练习: 请从下面这篇 ResNet 教程的最后一行之后接着往下写。

引用原文:
<<<<
## ResNet

### 1 残差块
普通的网络结构（左）与加入残差连接的网络结构（右）:
![avatar](../resource/residual-block.svg)
在右图所示的残差块中，虚线框内要学习的是残差映射$f(x) - x$，当理想映射接近恒等映射时（即$f(x) = x$），虚线框内上方的加权运算的权重和偏差参数会被学习为0。此时的残差映射可以捕捉恒等映射的细微波动。

In [1]:
import time
import torch
from torch import nn, optim
import torch.nn.functional as F
import my_utils

device = torch.device('cuda' if torch.cuda.is_available() else 'cpu')

In [19]:
class Residual(nn.Module):
    # ResNet沿用了VGG全3×3卷积层的设计。残差块里首先有2个有相同输出通道数的3×3卷积层
    # 每个卷积层后接一个批量归一化层。然后我们将输入跳过这两个卷积运算后直接加在最后的ReLU激活函数前
    def __init__(self, in_channels, out_channels, use_1x1conv=False, stride=1):
        super(Residual, self).__init__()
>>>>
数据行:
<<<<
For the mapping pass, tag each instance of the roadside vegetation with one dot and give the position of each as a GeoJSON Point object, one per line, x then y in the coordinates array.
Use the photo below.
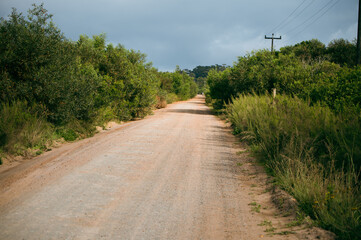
>>>>
本题答案:
        self.conv1 = nn.Conv2d(in_channels, out_channels, kernel_size=3, padding=1, stride=stride)
        self.bn1 = nn.BatchNorm2d(out_channels)
        
        self.conv2 = nn.Conv2d(out_channels, out_channels, kernel_size=3, padding=1)
        self.bn2 = nn.BatchNorm2d(out_channels)
        
        if use_1x1conv:
            # 想要改变通道数
            self.conv3 = nn.Conv2d(in_channels, out_channels, kernel_size=1, stride=stride)
        else:
            self.conv3 = None
    
    def forward(self, X):
        Y = F.relu(self.bn1(self.conv1(X)))
        Y = self.bn2(self.conv2(Y))
        
        if self.conv3:
            X = self.conv3(X)
        return F.relu(Y + X)

In [20]:
blk = Residual(3, 3)
X = torch.rand((4, 3, 6, 6))
blk(X).shape 

torch.Size([4, 3, 6, 6])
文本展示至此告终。